=== 抜粋 ===
>>
夏の魔法

夏の魔法

夏の魔法

「夏の魔法」本岡類(2005)☆☆☆☆★
※[913]、国内、現代、小説、酪農、ひきこもり、モラトリアム

「信ずる信じないは自由だけどよ、牧場には不思議な力がある。たいがいの若い者は大きく変わるね。牛飼っている牧場には、ほんと不思議な力、魔法みたいなもんがあるんだよ」
作品の中で、主人公と親しくする経営酪農家の語る一言。この酪農家は、自分の牧場で多くの研修生を預かり、その中には酪農とは無縁の若者も多い・・。

離婚して15年。4歳のときから一度も会ったことのなかった、ひきこもりとなった19歳の息子、悠平が高峰のもとにやってきた。主人公高峰は進行性の癌の発病を期に会社を辞め、那須の山で自然の状態で牛を育てる山地酪農を、手探りで営みはじめたところだった。ある日、別れた父親が那須の地で酪農を行っているという話を聞き、ひきこもりであった悠平が興味を示したという。携帯ゲーム機は持っているが、若者なら誰でも持っている他人とコミュニケーションツール、携帯電話さえ持たない悠平。そんな息子悠平と主人公高峰が、ぎこちない親子関係の中、牧場という場で過ごす一年を描く。
酪農という場における生活と生命(いのち)、違和感や反発を覚えながら少しづつ近づき、成長していく親子。そんな中、高峰の牧場でBSEの可能性があるという検査結果がもたらされた・・。

一年間の牧場生活を通し、成長する悠平の姿。そして悠平というストレンジャー(異人)の訪れによって、成長する主人公、冒頭の言葉を語る経営酪農家の社長。人と人の触れ合い、人と牛という生命(いのち)の触れ合い、ふたつの触れ合いを通し成長していき、あるいは、変わっていく人々。とても気持ちよい好感の持てる作品。

「悠平くんだけじゃねえさ。うちに来る研修生見てると、俺らの頃より三つは幼い。三は引いて考えたほうがいい」
「悠平、二年ばかり引き籠ってたから、それを計算にいれると、五歳引いて考えるのが妥当なところか。十九マナイス五で、十四歳。おい中学生か」

図体ばかりでかくて、中身が伴わないいまどきの若者を的確に表現した言葉。確かにこの言葉のとおりなのかもしれない。
<<
=== 与えられた行 ===
>>
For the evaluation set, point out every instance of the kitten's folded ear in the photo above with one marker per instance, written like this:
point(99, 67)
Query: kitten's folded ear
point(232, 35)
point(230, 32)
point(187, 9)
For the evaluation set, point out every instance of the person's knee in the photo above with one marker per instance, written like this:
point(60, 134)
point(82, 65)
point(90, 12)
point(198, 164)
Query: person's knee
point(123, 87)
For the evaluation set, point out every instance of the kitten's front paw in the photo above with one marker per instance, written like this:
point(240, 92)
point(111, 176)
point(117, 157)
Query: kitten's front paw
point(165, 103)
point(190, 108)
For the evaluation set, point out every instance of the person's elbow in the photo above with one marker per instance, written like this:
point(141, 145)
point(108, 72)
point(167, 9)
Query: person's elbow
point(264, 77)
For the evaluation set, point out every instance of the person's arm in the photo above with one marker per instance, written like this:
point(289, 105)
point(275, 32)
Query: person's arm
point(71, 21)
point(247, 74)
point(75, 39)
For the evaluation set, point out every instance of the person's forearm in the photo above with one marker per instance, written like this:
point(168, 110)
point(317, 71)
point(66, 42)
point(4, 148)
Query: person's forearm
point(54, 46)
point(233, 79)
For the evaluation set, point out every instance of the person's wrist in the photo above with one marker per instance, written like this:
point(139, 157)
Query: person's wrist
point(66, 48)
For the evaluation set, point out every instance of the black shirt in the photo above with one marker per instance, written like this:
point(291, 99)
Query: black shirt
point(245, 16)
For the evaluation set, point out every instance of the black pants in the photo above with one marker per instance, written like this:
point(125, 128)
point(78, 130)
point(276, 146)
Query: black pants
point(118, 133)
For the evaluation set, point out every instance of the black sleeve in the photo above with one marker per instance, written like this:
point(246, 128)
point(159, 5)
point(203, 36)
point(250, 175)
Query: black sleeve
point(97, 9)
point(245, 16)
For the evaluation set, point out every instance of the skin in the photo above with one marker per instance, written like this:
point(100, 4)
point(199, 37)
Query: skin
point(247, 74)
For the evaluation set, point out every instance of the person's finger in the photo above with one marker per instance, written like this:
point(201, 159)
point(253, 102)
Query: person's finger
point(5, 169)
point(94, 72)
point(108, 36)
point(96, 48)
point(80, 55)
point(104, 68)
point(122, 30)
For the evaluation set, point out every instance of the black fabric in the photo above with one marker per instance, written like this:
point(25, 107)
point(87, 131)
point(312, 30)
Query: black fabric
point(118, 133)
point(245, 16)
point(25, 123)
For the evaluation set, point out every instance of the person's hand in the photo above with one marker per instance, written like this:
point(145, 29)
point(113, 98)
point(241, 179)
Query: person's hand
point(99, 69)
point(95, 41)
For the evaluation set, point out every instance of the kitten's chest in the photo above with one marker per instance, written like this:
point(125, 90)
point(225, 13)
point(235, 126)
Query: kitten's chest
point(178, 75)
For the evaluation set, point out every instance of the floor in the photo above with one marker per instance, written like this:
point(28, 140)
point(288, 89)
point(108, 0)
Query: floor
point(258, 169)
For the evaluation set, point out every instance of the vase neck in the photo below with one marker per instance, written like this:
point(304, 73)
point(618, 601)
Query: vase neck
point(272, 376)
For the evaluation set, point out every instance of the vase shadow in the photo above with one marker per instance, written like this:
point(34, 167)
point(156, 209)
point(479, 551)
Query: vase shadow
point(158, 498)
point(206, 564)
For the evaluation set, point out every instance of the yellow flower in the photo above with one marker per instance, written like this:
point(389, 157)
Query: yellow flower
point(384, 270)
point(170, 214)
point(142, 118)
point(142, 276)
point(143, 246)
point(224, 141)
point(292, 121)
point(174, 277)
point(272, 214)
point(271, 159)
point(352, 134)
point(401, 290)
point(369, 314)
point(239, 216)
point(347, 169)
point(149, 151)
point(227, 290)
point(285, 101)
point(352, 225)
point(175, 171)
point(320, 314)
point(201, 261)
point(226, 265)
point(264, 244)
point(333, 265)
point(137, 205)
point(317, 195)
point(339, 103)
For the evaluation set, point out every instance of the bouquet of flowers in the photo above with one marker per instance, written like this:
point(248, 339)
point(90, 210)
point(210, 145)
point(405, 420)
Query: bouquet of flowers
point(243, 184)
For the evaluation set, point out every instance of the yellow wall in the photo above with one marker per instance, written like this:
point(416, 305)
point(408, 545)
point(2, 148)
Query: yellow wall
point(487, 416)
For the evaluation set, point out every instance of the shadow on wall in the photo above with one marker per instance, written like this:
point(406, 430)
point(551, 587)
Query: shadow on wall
<<
=== 課題 1 ===
抜粋のうち、「一年間の牧場生活を通し、成長」から「気持ちよい好感の持てる作品。」までをすべて一字も変えずに書き出してください。
=== 課題 2 ===
抜粋をもとに、次の問いに答えてください。
(a) 高峰が離婚してから何年たっているか。
(b) 高峰が会社を辞めたきっかけは何か。
(c) 高峰の牧場にもたらされた検査結果は、何の可能性があるというものか。

=== 解答欄 1 ===
一年間の牧場生活を通し、成長する悠平の姿。そして悠平というストレンジャー(異人)の訪れによって、成長する主人公、冒頭の言葉を語る経営酪農家の社長。人と人の触れ合い、人と牛という生命(いのち)の触れ合い、ふたつの触れ合いを通し成長していき、あるいは、変わっていく人々。とても気持ちよい好感の持てる作品。

=== 解答欄 2 ===
(a) 15年
(b) 進行性の癌の発病
(c) BSE